§ **WHAT IS BEING ASKED**
Beginning at the line containing "It would mean a lot if you could find the clear" and continuing to the end of the records below, give each line again exactly as it stands, and only those lines.

§ **Collected data**
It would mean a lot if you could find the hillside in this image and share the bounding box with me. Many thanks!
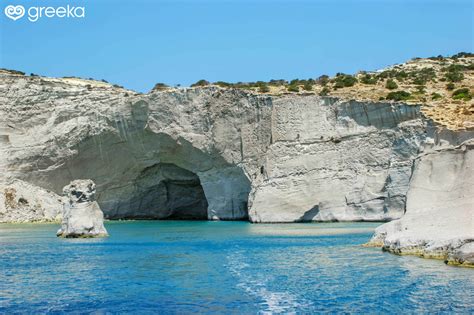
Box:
[2,53,473,131]
[186,53,474,131]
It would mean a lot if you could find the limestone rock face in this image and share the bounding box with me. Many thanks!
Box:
[367,138,474,267]
[248,99,424,222]
[0,180,63,223]
[57,180,108,238]
[0,73,428,222]
[448,242,474,266]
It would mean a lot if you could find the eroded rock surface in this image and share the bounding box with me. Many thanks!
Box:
[0,73,431,222]
[57,180,108,238]
[125,163,208,219]
[0,180,62,223]
[248,99,424,222]
[367,138,474,267]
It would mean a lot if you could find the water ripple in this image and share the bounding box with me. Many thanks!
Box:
[0,221,473,313]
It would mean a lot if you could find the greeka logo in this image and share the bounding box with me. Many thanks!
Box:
[4,5,24,21]
[4,4,85,22]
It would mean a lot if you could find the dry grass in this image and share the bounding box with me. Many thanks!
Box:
[250,57,474,131]
[2,56,473,130]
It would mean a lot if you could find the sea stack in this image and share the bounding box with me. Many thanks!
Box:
[57,180,108,238]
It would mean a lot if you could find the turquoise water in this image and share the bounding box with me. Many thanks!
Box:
[1,221,473,314]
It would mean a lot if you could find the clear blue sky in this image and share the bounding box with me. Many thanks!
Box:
[1,0,473,92]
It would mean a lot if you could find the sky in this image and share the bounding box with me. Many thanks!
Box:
[1,0,473,92]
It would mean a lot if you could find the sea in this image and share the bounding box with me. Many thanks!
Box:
[1,221,473,314]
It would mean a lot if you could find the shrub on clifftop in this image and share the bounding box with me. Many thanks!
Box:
[317,75,329,86]
[431,92,442,100]
[303,82,313,91]
[1,68,25,75]
[152,83,169,91]
[191,79,210,87]
[287,84,299,92]
[385,79,398,90]
[452,88,472,101]
[360,74,377,85]
[333,74,357,89]
[319,87,330,96]
[214,81,231,87]
[446,82,455,90]
[258,84,270,93]
[386,91,411,101]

§ **PROBLEM SOLUTION**
It would mean a lot if you could find the clear blue sky in this image and share the bounding box with me. Many thanks!
Box:
[1,0,473,92]
It would mean a lot if you could find the sky in this image and share the bounding box with me. Many thanks!
Box:
[1,0,473,92]
It would mean a lot if you could find the sea in this image and share the bounding box with me. Many thanks!
Box:
[1,221,473,314]
It would mean a lot if you could find the shrub on clifftop in this image and share the bounding box with me. Many thanks!
Box:
[317,75,329,86]
[431,92,442,100]
[303,82,313,91]
[1,68,25,75]
[152,83,169,91]
[191,79,210,87]
[287,84,299,92]
[385,79,398,90]
[452,88,472,101]
[360,74,377,85]
[333,74,357,89]
[319,87,330,96]
[214,81,231,87]
[446,82,455,90]
[258,84,270,93]
[386,91,411,101]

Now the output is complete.